Could you copy every record below exactly, leaving out the pictures?
RECORDS PROVIDED below:
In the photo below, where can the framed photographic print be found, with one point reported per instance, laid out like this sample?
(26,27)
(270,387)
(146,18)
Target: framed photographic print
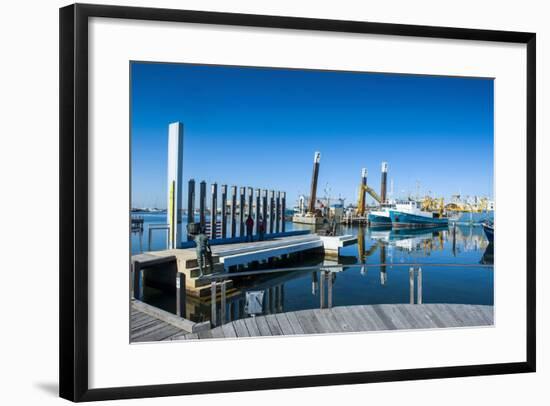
(303,196)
End of RECORDS PROVIDED.
OUTPUT FOR THIS TASK →
In the photo below, where can the framed photographic print be found, with one point reported per instance, laid out like this sample?
(26,27)
(270,387)
(146,18)
Target: framed photographic print
(303,196)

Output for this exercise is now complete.